Position annotation records:
↓

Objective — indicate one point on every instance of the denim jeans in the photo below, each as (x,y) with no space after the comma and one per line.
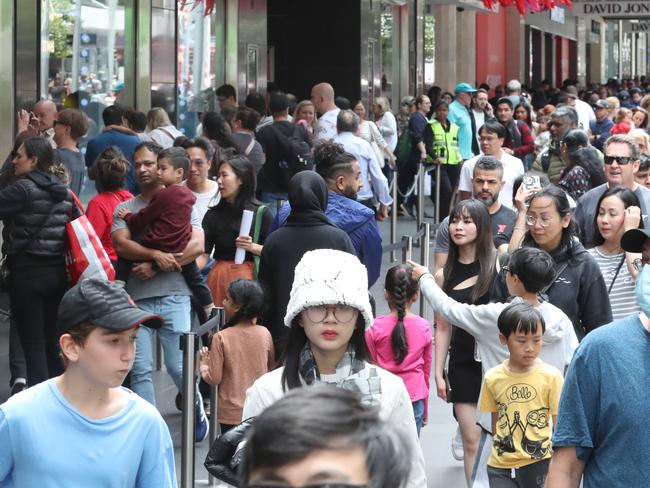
(418,411)
(270,199)
(175,311)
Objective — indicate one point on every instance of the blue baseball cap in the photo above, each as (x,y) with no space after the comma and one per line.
(464,88)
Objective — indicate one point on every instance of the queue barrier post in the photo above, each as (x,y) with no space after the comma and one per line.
(420,209)
(189,343)
(393,216)
(424,261)
(214,425)
(407,248)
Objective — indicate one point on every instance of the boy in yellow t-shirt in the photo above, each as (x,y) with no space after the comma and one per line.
(522,394)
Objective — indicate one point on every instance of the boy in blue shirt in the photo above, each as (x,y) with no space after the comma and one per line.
(82,428)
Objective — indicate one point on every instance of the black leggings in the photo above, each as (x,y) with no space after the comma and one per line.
(35,296)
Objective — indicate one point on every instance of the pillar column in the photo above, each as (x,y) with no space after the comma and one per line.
(446,47)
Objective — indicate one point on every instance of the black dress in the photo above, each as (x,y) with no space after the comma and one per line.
(465,373)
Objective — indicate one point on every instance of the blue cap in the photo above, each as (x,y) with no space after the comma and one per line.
(464,88)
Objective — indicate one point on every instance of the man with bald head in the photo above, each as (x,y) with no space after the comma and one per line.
(322,96)
(41,119)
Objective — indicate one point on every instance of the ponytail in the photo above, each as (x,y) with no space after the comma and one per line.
(400,288)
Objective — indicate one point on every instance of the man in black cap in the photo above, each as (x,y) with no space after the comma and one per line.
(82,428)
(599,129)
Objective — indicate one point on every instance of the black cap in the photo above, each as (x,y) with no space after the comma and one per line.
(633,239)
(102,303)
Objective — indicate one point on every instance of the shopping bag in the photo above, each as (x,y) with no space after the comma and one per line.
(85,256)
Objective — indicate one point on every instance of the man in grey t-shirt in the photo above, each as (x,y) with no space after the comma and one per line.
(156,284)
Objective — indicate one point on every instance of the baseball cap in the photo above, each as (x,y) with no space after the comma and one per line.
(633,239)
(464,88)
(102,303)
(601,104)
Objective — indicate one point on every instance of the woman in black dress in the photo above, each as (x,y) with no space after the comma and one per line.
(466,277)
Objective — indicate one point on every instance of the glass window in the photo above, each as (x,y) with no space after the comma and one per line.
(196,63)
(83,54)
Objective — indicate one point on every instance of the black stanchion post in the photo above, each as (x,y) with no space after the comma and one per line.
(189,342)
(214,424)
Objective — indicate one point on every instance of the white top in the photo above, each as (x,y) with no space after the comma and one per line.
(205,200)
(164,136)
(585,114)
(395,409)
(388,128)
(512,168)
(374,181)
(326,125)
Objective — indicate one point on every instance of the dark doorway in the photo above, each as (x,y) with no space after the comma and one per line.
(315,41)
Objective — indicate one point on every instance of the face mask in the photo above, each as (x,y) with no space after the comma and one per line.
(642,288)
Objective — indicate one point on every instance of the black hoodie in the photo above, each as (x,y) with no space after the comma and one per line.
(35,209)
(579,290)
(307,228)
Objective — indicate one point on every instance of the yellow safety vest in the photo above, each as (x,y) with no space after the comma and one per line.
(445,144)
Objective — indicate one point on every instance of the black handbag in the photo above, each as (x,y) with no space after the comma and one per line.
(223,459)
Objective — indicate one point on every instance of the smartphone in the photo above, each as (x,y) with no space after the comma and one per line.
(531,181)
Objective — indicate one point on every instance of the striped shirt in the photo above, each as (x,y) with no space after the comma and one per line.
(622,297)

↑

* [GIVEN EXERCISE]:
Express the listing above as a two-column CSV with the header row text,answer. Give one row for each text-and-answer pair, put each value in a single quoted field with line breaks replaced by spaces, and omit the pictures.

* [TASK RESPONSE]:
text,answer
"Objective — indicate one point on every instance of the denim jeans in the photo below, each as (x,y) with no space after the comma and one per line.","(418,411) (270,199) (175,311)"
"Objective — indicate one point on every instance of the blue baseball cap in the photo above, each as (x,y) with no space after the comma and one per line.","(464,88)"
"Objective — indicate one point on every instance of the queue barrier post in the photo above, each as (x,y) with no space after the comma and one per line.","(420,209) (189,343) (393,216) (424,261) (214,425) (407,248)"
"Objective — indicate one point on every instance of the boy in yellow t-shirt in the photo above, each as (x,y) with no space after the comma and one per line.","(522,394)"
"Objective — indicate one point on every instance of the boy in blue shirt in the photo above, each as (x,y) with no space after the comma and one per line.","(82,428)"
"Objective — indicate one point on every instance of the black leggings in the photo above, each as (x,y) with no space after the comma and one per line.","(35,296)"
"Objective — indicate one point on every instance of the pillar column in the photo above, each as (x,y) with no space after the comma and one per line.","(446,47)"
"Objective — indicate one point on every instance of the black dress in the photo above, each as (x,y) with no space after the comma and one per line.","(465,373)"
"Objective — indicate one point on every instance of the blue cap in the photo above, each as (x,y) with no space after the comma and one per line.","(464,88)"
"Objective — indicate one point on every instance of the man with bald head in the photo above, each as (x,y) with no space after the comma and one per line.","(322,96) (41,119)"
"Objective — indicate one point on every instance of the ponytail in the photo above, each as (x,y) with no space after the comma and one per line.","(400,288)"
"Objective — indicate one point on every instance of the man in black cap in the photo above, each as (x,y) with no space after the comma and one per line.","(82,428) (599,129)"
"Objective — indicate one point on every instance of the black cap in the photo above, each as (x,y) with no space after the comma and one per line.","(633,239) (102,303)"
"Objective — indicate one point on every instance of the shopping bag in the photo above, each as (x,y) with no space after the comma and one per line.","(85,256)"
"Objective — indicate one point on every instance of the man in grey t-shirt in the photo above, each as (x,y) with no space after the comma and one per line.","(156,284)"
"Objective — indicate one point on every instance of the baseball cap in the photo above, each as (x,y) with no space after the comma and one per line.","(633,239) (464,88) (102,303) (601,104)"
"Objective — indicate one point on every instance of the woman in black dress in the photo above, each as (x,y) with no space after the comma and one per line.","(466,277)"
"Objective — indicate one point on every instance of the glass window in the photo above, each as (x,y) with no space after the comma and one per line.","(196,63) (83,54)"
"Objective — indicate one point on every instance of the black stanchion post in the photo above, each as (x,y) with no space after the comma and one per line.","(189,342) (214,424)"
"Objective — indicate one point on every instance of the white top in the photo above, each as (x,y) with no space after the comma and one per line.","(205,200) (164,136) (585,114) (395,409) (388,128) (512,168) (374,181) (326,125)"
"Objective — indicate one point on every instance of the dark doorway in the photo above, each as (x,y) with no space after the comma and one per line.","(315,41)"
"Objective — indicate one point on every instance of the face mask in the photo above, each as (x,y) with no space after the comma and one per line.","(642,288)"
"Objective — indicate one point on every instance of the black hoodie in the photo above, each as (x,y) with no space after the comma and one per line.","(35,209) (579,290) (307,228)"
"Objective — indicate one point on every instance of the yellow safety vest in the photo above, each as (x,y) with no space after the comma and one per line.","(445,144)"
"Objective — indicate one point on every instance of the black handbag in the photo above, each as (x,y) with no space after the comma and one per line.","(223,459)"
"Objective — indicate one point on every instance of the smartphone in the photo above, each as (x,y) with no space after the comma and one per line.","(531,181)"
"Objective — indicate one point on every instance of the striped shirt in the photo above, each as (x,y) with no space after the comma and one per line.","(622,297)"